Coordinate labeling data
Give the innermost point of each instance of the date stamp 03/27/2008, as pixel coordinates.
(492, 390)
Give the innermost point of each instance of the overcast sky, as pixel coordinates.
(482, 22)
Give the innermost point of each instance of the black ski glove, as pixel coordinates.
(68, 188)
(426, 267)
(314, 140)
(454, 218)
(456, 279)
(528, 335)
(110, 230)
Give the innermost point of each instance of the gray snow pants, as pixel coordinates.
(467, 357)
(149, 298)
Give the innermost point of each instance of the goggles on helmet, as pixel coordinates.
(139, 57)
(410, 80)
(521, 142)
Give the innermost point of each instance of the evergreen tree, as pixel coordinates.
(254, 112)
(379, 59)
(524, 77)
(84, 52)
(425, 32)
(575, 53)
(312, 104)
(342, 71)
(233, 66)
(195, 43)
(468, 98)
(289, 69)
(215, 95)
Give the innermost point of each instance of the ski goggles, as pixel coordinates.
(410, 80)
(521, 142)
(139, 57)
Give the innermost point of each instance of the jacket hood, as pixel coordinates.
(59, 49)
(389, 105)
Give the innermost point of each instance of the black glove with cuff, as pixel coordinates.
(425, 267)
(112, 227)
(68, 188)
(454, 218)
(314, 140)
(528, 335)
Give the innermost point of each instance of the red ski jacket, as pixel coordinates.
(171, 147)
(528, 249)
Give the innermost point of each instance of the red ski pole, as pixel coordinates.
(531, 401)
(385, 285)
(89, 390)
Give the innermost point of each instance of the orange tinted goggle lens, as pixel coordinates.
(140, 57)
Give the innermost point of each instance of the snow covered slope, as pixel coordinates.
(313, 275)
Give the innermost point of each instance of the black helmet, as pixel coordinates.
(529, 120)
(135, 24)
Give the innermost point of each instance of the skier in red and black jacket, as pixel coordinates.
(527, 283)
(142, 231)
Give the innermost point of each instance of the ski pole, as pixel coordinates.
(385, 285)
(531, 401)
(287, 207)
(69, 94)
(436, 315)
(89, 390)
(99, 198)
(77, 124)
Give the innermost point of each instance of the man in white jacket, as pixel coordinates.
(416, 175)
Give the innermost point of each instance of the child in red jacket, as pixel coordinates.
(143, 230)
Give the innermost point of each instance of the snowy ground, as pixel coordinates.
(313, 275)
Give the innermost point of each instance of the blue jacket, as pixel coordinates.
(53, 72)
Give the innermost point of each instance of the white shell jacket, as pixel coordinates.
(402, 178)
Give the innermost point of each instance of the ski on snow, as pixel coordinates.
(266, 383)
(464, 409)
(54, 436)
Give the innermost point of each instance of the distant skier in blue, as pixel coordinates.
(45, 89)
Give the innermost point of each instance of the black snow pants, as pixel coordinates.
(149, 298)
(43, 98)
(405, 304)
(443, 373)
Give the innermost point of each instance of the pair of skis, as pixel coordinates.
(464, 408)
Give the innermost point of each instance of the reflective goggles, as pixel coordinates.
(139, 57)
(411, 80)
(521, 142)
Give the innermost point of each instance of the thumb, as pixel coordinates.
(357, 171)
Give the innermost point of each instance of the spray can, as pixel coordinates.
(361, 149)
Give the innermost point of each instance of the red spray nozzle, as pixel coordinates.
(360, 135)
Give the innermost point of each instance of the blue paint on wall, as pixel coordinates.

■ PROBLEM ■
Begin at the line containing "Give the innermost point of each instance of the pair" and reproduce each line through the end of the records above.

■ FINAL ANSWER ■
Give the innermost point of each instance of the pair of skis, as pixel coordinates.
(464, 408)
Give the innermost point of each instance of the reflective goggles, as pixel coordinates.
(139, 57)
(411, 80)
(521, 142)
Give the innermost point of each instance of the thumb, as pixel coordinates.
(357, 171)
Give the innermost point of each instance of the spray can, as pixel coordinates.
(361, 149)
Give the innermost point of each instance of the red spray nozzle, as pixel coordinates.
(360, 135)
Give the innermost point of each instance of the blue paint on wall, as pixel coordinates.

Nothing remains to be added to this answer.